-- Begin Data to use --

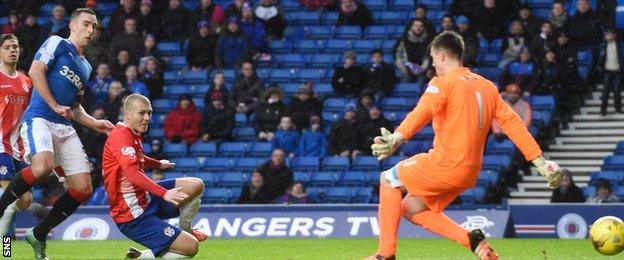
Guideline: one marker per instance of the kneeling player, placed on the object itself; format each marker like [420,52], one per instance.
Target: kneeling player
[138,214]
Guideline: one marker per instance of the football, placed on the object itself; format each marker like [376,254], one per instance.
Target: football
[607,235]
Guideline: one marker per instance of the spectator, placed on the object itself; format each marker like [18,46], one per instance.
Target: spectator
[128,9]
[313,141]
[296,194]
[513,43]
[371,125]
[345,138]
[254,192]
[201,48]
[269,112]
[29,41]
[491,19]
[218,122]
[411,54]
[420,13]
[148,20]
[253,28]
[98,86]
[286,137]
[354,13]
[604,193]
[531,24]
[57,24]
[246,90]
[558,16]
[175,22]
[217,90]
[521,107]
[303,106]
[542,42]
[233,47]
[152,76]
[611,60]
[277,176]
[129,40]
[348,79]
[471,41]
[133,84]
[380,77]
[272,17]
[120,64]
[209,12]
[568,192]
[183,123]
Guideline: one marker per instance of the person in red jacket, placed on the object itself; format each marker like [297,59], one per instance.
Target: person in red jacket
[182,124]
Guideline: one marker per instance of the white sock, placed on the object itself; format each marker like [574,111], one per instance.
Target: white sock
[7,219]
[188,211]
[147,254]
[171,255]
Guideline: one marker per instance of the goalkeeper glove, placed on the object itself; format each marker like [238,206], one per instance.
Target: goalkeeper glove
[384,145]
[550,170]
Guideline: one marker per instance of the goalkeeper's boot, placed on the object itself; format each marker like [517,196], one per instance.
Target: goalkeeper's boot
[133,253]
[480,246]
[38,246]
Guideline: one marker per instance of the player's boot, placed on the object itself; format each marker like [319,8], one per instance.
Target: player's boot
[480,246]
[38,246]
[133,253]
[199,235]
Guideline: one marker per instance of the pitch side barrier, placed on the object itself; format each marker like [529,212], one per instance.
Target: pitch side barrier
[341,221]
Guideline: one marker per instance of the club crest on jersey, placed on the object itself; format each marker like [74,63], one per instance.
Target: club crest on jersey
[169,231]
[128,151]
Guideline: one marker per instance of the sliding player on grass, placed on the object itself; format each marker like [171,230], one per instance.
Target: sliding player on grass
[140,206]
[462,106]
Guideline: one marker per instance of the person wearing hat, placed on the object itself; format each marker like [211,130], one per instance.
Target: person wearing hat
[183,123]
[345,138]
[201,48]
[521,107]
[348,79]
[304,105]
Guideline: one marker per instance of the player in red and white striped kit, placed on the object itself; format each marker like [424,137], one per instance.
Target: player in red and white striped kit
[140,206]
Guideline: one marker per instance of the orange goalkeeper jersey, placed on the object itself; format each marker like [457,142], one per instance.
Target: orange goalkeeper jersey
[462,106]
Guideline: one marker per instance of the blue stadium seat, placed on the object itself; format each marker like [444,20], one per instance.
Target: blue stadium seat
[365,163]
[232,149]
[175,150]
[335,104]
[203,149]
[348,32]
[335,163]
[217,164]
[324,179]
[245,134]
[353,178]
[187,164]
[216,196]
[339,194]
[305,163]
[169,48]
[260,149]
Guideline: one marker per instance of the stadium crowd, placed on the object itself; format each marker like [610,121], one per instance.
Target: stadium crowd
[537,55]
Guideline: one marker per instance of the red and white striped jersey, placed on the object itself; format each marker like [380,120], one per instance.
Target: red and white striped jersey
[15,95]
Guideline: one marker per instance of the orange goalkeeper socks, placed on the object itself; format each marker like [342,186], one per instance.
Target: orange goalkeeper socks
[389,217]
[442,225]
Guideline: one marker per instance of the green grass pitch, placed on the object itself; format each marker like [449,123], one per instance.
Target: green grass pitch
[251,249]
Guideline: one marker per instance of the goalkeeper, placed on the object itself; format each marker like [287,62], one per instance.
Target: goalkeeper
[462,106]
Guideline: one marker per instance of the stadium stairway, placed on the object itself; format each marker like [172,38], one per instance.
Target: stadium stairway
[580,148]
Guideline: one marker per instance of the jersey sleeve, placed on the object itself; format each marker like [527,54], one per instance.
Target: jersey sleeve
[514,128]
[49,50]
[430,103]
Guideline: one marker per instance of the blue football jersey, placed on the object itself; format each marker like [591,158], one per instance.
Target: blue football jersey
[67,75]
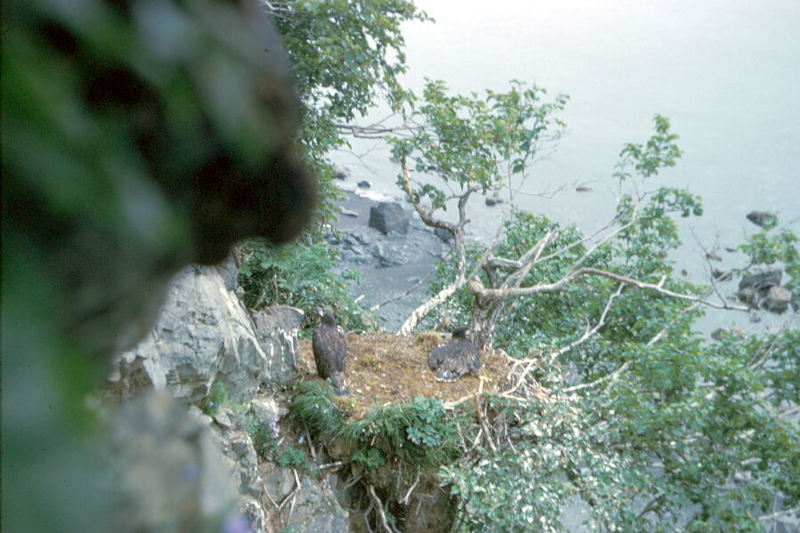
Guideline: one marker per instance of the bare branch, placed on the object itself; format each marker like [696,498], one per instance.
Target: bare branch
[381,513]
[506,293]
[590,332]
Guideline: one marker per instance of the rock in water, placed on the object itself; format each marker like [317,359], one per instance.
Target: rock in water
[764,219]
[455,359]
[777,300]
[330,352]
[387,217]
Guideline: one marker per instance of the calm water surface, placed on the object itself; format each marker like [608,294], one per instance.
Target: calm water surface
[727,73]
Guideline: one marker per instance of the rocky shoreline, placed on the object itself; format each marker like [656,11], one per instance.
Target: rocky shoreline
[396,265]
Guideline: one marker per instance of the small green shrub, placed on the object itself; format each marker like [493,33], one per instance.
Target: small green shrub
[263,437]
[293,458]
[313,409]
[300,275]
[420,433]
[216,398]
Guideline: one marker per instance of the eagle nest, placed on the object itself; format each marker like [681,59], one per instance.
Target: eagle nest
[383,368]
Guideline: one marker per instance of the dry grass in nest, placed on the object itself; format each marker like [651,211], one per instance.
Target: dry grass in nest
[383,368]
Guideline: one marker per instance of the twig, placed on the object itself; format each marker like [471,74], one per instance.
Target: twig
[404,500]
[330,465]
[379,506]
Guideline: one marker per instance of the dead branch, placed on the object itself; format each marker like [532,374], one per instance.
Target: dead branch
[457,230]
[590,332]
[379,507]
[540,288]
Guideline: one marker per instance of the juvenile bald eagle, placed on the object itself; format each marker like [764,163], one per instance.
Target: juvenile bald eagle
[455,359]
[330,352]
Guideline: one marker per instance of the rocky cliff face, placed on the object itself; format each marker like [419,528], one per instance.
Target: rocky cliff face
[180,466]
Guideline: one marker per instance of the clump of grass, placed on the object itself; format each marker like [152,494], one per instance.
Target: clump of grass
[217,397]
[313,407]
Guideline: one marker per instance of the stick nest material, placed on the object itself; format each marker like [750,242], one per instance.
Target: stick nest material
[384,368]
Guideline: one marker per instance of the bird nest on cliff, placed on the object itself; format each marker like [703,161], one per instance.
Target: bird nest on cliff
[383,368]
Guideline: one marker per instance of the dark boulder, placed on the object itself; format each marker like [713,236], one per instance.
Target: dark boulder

-- End Data to use --

▶ _Written instruction_
Reproduce every row above word for word, omitting the pictures.

▶ _Reply_
Guideline: one marker per instance of the kneeling player, placed on the object itself; format each marker like [420,52], one per instance.
Target: kneeling player
[138,214]
Guideline: one marker per instance of the football, placed on the object itself; format each marker like [376,254], one per instance.
Target: football
[607,235]
Guideline: one marker per instance of the spectator, placed on the object itself; format each marker like [18,46], one per instance.
Target: spectator
[128,9]
[313,141]
[296,194]
[513,43]
[371,125]
[345,138]
[254,192]
[201,48]
[269,112]
[29,41]
[491,19]
[218,122]
[411,54]
[420,13]
[148,20]
[253,28]
[98,86]
[286,137]
[354,13]
[604,193]
[531,24]
[57,24]
[246,90]
[558,16]
[175,22]
[217,90]
[521,107]
[303,106]
[542,42]
[233,47]
[152,76]
[611,60]
[277,176]
[129,40]
[348,79]
[471,41]
[133,84]
[380,77]
[272,17]
[120,64]
[209,12]
[568,192]
[183,123]
Guideline: one marker per instance of the person in red jacket, placed on the object itself; format each marker like [297,59], one per instance.
Target: person in red jacket
[182,124]
Guideline: one marker per instance of the white sock, placed on the object itself; format each marker like [574,111], one per instance.
Target: white sock
[7,219]
[188,211]
[147,254]
[171,255]
Guideline: one marker per instance of the goalkeeper glove, placed on the object itself; format each marker like [238,206], one per instance.
Target: goalkeeper glove
[384,145]
[550,170]
Guideline: one marker per instance of the goalkeeper's boot, placed on the object itself; format each marker like [517,196], one per instance.
Target: goalkeeper's boot
[133,253]
[480,246]
[38,246]
Guideline: one marker per instance of the player's boot, placed on the object itself; format each marker like [319,8], one per instance.
Target: player's boot
[480,246]
[38,246]
[133,253]
[199,235]
Guideline: one marker per instance of the pitch side barrier, placed on the object itself; format each marker like [529,212], one per instance.
Target: pitch side barrier
[341,221]
Guideline: one marker per instance of the club crest on jersey, placed on the object itself; format each marker like [74,63], one per instance.
Target: club crest on jersey
[169,231]
[128,151]
Guideline: one marker per instance of the sliding player on grass, placed on the object itself; format each marker like [171,230], one per instance.
Target: sliding player on grass
[140,206]
[462,106]
Guideline: one marker per instance of the person wearing hat, placed on the object itself; format each marker like [211,130], one per instance.
Target: person wearing hat
[183,123]
[345,138]
[201,48]
[521,107]
[348,79]
[304,105]
Guideline: one marker per instance of the player in red and white striped kit, placed on the object itself; format each marker like [424,137], one per instance.
Target: player in red and white striped kit
[140,206]
Guideline: one marker per instance of the orange goalkeeper jersey, placed on the object itself; format each marker like [457,142], one per instance.
Target: orange goalkeeper jersey
[462,106]
Guideline: one marker per instance of the blue stadium seat, placed on the object itself; format each marker like [444,20], one per instance.
Target: blue stadium seat
[365,163]
[232,149]
[175,150]
[335,104]
[203,149]
[348,32]
[335,163]
[217,164]
[324,179]
[245,134]
[353,178]
[187,164]
[216,196]
[339,194]
[305,163]
[169,48]
[260,149]
Guideline: one marker per instance of the stadium crowd, placed on the object itself; format each marker like [610,121], one per instance.
Target: stadium crowd
[537,55]
Guideline: one marker per instance of the red and white striped jersey, placed on the object itself; format each marker like [380,120], one per instance.
Target: red and white striped jersey
[15,95]
Guideline: one marker per instance of the orange goalkeeper socks, placed on the object itself; format each marker like [342,186], one per instance.
Target: orange goalkeeper socks
[389,217]
[442,225]
Guideline: one marker per instance of the green grass pitch, placed on the object itself; format each marker like [449,123], one per instance.
Target: green grass pitch
[251,249]
Guideline: one marker per instance of the goalkeeper, placed on the object itself; format each marker like [287,62], one per instance.
Target: goalkeeper
[462,106]
Guideline: one marker per instance of the stadium stairway, placed on the object itself; format each marker like [172,38], one per instance.
Target: stadium stairway
[580,148]
Guideline: one marker per instance of the jersey sleeve, placed on the object itself; format each marker like [527,54], one per instance.
Target: jersey sleeve
[514,128]
[49,50]
[430,103]
Guideline: one marker per instance of the blue football jersey, placed on the object itself; format each marker like [591,158], one per instance.
Target: blue football jersey
[67,75]
Guideline: one marker per instance of the bare branch, placed on the object itself; format each marker like [696,498], one per instance.
Target: bare branch
[381,513]
[506,293]
[590,332]
Guideline: one marker per instance of the rock in water, placed on the object itself; format each marker like [317,359], one per instance.
Target: rock in water
[764,219]
[455,359]
[777,300]
[330,352]
[387,217]
Guideline: one marker per instance of the calm water surface, placed on the object itself; format each marker like [608,294], one per instance.
Target: calm water surface
[727,73]
Guideline: one marker per instance of the rocky shoreline, placed on the object itself; format each marker like [656,11], one per instance.
Target: rocky shoreline
[396,265]
Guideline: one marker per instance of the small green shrub, placed on the object itself; format each marker like [493,33], one per instance.
Target: small green shrub
[263,437]
[293,458]
[313,409]
[300,275]
[420,433]
[216,398]
Guideline: one marker per instance of the eagle nest, placed on the object itself; format each marker like [681,59], one per instance.
Target: eagle nest
[383,368]
Guideline: one marker per instance of the dry grass in nest, placed on the object itself; format each marker like [651,211], one per instance.
Target: dry grass in nest
[383,368]
Guideline: one marker per instance of the twig, placed on the object itself; format each marker like [471,74], one per instance.
Target: twig
[404,500]
[330,465]
[379,506]
Guideline: one marker per instance of the dead branch, placed on the object itself; format each marker like [532,374], one per instance.
Target: dead branch
[457,230]
[590,332]
[379,507]
[540,288]
Guideline: one marker per instance of the juvenile bald eagle, placed on the object itself; format each marker like [764,163], one per instance.
Target: juvenile bald eagle
[455,359]
[330,352]
Guideline: one marker per instance of the rocky cliff face, placed on the object itself; format each marker like [419,528], one per instance.
Target: rocky cliff face
[180,466]
Guideline: one marker per instance of the clump of grass, placed on the object itself; format each marker like [152,494], one per instance.
Target: clump of grass
[217,397]
[313,407]
Guideline: one marker per instance of the stick nest material, placed on the object itself; format each marker like [750,242], one per instance.
Target: stick nest material
[384,368]
Guideline: one marker per instance of the bird nest on cliff, placed on the object itself; format each marker like [703,161], one per instance.
Target: bird nest on cliff
[383,368]
Guideline: one marker per instance of the dark boulder, placed on the object itself; format each marker like [713,236], one per instance.
Target: dark boulder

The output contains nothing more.